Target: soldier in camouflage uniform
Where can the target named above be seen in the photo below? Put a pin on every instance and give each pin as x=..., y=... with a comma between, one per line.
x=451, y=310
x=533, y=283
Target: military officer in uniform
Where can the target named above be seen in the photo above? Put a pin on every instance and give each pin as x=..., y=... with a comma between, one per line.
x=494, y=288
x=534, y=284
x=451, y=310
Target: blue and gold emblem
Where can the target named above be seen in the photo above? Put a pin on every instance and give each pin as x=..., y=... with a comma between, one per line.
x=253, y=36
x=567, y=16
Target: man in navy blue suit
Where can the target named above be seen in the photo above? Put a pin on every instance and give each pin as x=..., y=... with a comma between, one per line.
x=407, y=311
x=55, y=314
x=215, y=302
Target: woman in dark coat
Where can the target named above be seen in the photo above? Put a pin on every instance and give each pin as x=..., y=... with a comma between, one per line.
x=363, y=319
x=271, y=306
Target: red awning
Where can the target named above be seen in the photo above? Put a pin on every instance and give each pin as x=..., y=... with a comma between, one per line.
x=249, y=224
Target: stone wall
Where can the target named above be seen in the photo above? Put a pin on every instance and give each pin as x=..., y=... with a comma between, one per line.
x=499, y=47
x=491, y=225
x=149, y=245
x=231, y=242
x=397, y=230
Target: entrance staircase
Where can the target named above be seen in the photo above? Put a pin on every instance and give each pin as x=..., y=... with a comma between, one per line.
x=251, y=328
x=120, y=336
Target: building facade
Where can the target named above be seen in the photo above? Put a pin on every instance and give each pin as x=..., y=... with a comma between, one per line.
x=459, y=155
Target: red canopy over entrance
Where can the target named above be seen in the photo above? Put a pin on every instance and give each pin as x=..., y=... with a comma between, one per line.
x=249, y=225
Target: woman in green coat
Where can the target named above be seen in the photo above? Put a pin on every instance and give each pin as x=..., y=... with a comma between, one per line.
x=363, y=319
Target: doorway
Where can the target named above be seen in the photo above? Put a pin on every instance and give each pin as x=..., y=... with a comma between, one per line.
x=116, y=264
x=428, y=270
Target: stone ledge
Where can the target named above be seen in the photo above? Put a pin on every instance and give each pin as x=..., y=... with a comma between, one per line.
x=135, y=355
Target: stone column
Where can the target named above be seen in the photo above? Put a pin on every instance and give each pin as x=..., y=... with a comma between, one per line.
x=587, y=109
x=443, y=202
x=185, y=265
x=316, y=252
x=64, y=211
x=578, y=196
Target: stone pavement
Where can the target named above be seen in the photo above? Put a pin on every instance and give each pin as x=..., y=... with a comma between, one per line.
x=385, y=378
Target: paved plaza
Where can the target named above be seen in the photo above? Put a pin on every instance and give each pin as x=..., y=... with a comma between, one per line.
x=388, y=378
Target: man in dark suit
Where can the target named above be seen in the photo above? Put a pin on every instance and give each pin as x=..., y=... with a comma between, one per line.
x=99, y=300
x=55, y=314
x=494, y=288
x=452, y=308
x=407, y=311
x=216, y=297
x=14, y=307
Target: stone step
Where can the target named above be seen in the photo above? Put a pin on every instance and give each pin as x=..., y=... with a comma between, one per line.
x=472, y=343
********************
◆ **EXERCISE DESCRIPTION**:
Rewrite the records starting at the line containing "Target: stone ledge" and ending at the line containing "x=135, y=355", including both of those lines and the request between them. In the answers, add -126 to every coordinate value.

◆ **FULL SOLUTION**:
Target: stone ledge
Where can the target named above be seen in the photo above? Put a pin on every instance and give each pin as x=..., y=... with a comma between, one per line.
x=9, y=229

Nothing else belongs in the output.